◆ Задание ◆
Ответьте на вопросы по отрывку о Войновиче и персах.
(a) Чего требовал хан, по словам губернатора?
(b) Сколько матросов захватили персы и чем те были заняты?
(c) Где, согласно повелению, следовало избрать место для укрепления?

◆ Выбранный отрывок ◆
На следующий день губернатор объявил Войновичу требования хана, состоявшие в том, чтобы все укрепления были немедленно срыты, угрожая, в противном случае, принудить офицерам к тому страшными муками. На это Войнович ответил, что русский закон воспрещает пленному начальнику отдавать приказания.

Персы между тем попытались силой овладеть укреплением. Оставшиеся без офицеров матросы кое-как отбились, но персы захватили три десятка матросов, рубивших дрова в лесу. После чего взяли крепостицу в осаду. Было ясно, что матросам без офицеров долго не продержаться.

Войнович собрал офицерский совет. Наверное, это был единственный офицерский совет, где участники совещались с невольничьими колодками на шеях. Положение было признано безвыходным.

– Я не вижу никаких средств к освобождению, зная бессилие оставшегося в крепости гарнизона. Кроме этого, и сам гарнизон без нас вскоре пропадет, а вместе с ним и вся флотилия. Выход один – принять условия персов. Какие будут мнения?

Других мнений не было. Да и что можно сделать, сидя в подвале с колодкой на шее?

– Впрочем, мы можем утешиться тем, что укрепление на матером берегу поставлено мной по моему собственному произволу, тогда как повелено было избрать для укрепления один из островов у юго-восточного берега Каспия, – немного успокоил подчиненных капитан 2 ранга.

◆ Список записей ◆
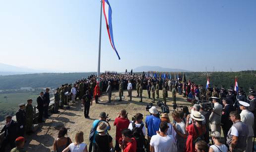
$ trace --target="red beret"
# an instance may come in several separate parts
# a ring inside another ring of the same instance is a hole
[[[19,137],[16,139],[15,141],[15,142],[24,142],[24,141],[25,141],[25,139],[23,137]]]

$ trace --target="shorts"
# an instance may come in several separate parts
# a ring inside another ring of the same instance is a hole
[[[119,143],[118,141],[116,140],[116,145],[115,146],[115,151],[117,152],[121,152],[121,149],[119,147]]]

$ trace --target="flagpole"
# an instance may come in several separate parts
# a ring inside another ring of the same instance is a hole
[[[98,72],[97,72],[97,82],[100,81],[100,51],[101,51],[101,18],[102,16],[102,0],[101,0],[101,7],[100,7],[100,36],[99,40],[99,54],[98,55]]]

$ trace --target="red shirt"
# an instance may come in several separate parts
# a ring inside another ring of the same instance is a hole
[[[134,138],[131,138],[131,142],[126,144],[124,152],[136,152],[137,150],[137,143]]]
[[[95,98],[95,96],[100,96],[100,87],[98,85],[96,85],[94,89],[93,97]]]
[[[115,119],[114,125],[117,126],[116,129],[116,141],[118,141],[122,137],[121,132],[125,129],[128,128],[130,121],[129,119],[119,117]]]
[[[205,127],[201,127],[198,128],[196,127],[197,128],[197,130],[198,131],[198,133],[200,134],[199,135],[202,135],[202,134],[204,134],[205,133]],[[193,144],[193,140],[195,140],[196,138],[198,136],[198,135],[196,134],[196,131],[194,129],[194,127],[193,124],[191,124],[188,126],[186,128],[186,130],[188,131],[188,133],[189,134],[189,136],[188,136],[188,139],[187,139],[187,143],[186,143],[186,152],[194,152],[194,145]]]

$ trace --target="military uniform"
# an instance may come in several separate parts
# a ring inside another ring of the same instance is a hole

◆ Ответ на задание ◆
(a) Хан требовал, чтобы все укрепления были немедленно срыты.
(b) Персы захватили три десятка матросов, которые рубили дрова в лесу.
(c) Для укрепления следовало избрать один из островов у юго-восточного берега Каспия.